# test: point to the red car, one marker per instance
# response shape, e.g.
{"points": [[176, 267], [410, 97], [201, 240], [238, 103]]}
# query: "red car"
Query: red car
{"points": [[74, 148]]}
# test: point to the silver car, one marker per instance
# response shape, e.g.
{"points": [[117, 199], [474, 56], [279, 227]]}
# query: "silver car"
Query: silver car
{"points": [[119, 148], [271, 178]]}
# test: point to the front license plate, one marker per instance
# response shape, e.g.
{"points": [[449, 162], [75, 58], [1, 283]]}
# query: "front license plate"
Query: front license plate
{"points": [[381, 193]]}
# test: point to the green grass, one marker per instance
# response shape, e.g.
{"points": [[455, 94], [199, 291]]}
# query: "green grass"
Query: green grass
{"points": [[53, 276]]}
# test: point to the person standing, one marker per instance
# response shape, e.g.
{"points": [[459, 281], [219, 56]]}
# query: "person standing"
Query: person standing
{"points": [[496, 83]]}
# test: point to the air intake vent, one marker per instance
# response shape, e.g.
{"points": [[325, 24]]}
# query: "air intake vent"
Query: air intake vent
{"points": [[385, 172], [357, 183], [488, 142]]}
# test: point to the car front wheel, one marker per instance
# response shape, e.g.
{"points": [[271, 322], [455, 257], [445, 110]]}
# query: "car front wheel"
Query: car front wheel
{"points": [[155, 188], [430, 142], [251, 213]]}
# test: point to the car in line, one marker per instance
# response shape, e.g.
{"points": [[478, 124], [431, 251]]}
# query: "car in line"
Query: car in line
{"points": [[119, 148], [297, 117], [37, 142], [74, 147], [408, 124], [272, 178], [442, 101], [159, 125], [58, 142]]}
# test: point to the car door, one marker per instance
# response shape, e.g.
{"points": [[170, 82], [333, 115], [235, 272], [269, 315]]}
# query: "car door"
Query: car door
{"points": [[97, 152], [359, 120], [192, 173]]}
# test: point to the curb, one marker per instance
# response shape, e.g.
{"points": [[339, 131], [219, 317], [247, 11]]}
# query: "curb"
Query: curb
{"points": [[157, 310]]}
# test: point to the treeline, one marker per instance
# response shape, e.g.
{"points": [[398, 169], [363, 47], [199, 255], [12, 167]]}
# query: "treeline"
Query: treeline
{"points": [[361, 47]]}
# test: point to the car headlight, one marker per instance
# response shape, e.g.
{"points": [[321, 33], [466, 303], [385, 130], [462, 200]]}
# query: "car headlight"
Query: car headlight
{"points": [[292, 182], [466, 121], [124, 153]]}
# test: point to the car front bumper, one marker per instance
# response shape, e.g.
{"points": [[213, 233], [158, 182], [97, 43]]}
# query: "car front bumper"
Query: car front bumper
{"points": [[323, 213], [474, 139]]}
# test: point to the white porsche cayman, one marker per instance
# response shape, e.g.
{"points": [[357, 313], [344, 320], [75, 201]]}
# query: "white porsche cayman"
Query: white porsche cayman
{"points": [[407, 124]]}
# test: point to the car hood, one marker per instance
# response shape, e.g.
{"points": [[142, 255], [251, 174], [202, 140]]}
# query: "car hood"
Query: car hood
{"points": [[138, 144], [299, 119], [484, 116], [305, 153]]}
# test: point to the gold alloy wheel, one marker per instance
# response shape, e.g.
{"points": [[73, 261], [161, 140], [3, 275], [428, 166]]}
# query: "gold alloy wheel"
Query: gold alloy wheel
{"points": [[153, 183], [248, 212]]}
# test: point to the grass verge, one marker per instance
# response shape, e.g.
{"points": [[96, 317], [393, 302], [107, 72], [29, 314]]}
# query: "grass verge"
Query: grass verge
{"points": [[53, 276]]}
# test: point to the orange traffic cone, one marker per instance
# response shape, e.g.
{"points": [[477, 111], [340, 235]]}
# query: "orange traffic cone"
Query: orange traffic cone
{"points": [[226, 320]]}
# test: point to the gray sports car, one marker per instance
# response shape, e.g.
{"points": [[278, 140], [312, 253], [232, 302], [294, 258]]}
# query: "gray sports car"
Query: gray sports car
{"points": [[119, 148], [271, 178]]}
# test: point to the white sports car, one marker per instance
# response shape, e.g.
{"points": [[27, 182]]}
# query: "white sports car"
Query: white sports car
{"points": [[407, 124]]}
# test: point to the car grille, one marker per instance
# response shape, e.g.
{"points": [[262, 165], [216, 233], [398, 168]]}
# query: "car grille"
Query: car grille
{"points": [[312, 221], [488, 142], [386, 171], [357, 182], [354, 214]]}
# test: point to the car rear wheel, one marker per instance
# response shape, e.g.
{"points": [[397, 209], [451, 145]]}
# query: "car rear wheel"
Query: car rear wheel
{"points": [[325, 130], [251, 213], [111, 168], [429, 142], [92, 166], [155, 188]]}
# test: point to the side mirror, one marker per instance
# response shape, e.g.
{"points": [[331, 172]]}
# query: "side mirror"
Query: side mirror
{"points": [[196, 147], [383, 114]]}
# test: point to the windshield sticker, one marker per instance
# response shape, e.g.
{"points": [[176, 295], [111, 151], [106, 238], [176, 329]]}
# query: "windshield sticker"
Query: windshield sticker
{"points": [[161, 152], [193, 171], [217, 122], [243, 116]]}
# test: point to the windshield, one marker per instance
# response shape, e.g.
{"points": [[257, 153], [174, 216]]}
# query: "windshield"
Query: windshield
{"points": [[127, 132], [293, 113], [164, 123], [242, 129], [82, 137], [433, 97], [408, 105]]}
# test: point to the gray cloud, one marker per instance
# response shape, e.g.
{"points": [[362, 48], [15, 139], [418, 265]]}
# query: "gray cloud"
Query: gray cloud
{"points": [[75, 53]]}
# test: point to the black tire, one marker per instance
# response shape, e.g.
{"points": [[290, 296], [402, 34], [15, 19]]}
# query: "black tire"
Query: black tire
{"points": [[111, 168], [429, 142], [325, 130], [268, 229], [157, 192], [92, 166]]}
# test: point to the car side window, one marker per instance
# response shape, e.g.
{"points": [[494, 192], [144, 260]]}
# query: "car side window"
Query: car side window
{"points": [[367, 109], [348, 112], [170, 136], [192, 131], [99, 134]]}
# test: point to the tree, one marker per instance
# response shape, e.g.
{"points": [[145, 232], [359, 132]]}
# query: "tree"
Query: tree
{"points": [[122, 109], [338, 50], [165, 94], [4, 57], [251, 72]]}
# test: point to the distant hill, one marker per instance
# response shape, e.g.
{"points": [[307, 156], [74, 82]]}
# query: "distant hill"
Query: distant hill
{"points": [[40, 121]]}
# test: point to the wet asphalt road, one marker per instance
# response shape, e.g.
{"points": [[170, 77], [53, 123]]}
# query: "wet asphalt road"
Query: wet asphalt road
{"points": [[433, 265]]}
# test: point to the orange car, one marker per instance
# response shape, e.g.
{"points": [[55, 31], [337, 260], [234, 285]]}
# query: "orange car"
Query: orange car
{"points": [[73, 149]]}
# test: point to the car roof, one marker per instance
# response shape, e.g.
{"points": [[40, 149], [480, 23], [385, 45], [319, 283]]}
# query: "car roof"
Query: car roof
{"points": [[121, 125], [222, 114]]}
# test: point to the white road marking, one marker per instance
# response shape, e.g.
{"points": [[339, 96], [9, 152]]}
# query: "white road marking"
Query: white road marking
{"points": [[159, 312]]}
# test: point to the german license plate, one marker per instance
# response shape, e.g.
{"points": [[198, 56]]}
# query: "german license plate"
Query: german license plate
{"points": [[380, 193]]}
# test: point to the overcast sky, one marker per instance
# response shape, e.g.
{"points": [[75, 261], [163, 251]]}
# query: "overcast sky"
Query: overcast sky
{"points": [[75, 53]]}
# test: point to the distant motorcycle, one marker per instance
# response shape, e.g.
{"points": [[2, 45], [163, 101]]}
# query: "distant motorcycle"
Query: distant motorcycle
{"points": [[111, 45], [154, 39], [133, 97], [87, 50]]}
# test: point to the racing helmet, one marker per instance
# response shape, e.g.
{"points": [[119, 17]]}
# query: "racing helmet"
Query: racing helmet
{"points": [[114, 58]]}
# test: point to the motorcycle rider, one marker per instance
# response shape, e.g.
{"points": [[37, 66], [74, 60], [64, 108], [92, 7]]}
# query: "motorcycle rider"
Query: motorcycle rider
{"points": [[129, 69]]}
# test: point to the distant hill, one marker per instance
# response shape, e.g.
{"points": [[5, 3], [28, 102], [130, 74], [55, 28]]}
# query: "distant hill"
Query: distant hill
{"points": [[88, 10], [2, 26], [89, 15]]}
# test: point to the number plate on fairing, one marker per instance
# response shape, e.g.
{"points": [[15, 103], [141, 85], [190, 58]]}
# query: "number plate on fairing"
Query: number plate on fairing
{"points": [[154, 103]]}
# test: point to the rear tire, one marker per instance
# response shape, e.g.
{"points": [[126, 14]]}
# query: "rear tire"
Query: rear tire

* * * * *

[Exercise requirements]: Copy out exactly the lines from the line with "# test: point to the racing" to the end of the listing, including both of those lines, and give nothing else.

[Output of the exercise]:
# test: point to the racing helmet, one marker per instance
# response shape, e.g.
{"points": [[119, 17]]}
# query: "racing helmet"
Query: racing helmet
{"points": [[114, 58]]}
# test: point to the motorcycle rider, one marker per instance
# response shape, e.g.
{"points": [[37, 66], [74, 60], [64, 108], [92, 7]]}
# query: "motorcycle rider"
Query: motorcycle rider
{"points": [[129, 69]]}
# test: point to the distant hill, one marker per instance
# response shape, e.g.
{"points": [[5, 3], [28, 102], [130, 74], [55, 28]]}
# query: "distant hill"
Query: distant hill
{"points": [[88, 10], [2, 26], [89, 15]]}
# test: point to the number plate on fairing, one marker per instance
# response shape, e.g.
{"points": [[15, 103], [141, 85], [190, 58]]}
# query: "number plate on fairing"
Query: number plate on fairing
{"points": [[154, 103]]}
# test: point to the rear tire, one marker per instance
# response shape, e.g.
{"points": [[126, 14]]}
# query: "rear tire"
Query: rear tire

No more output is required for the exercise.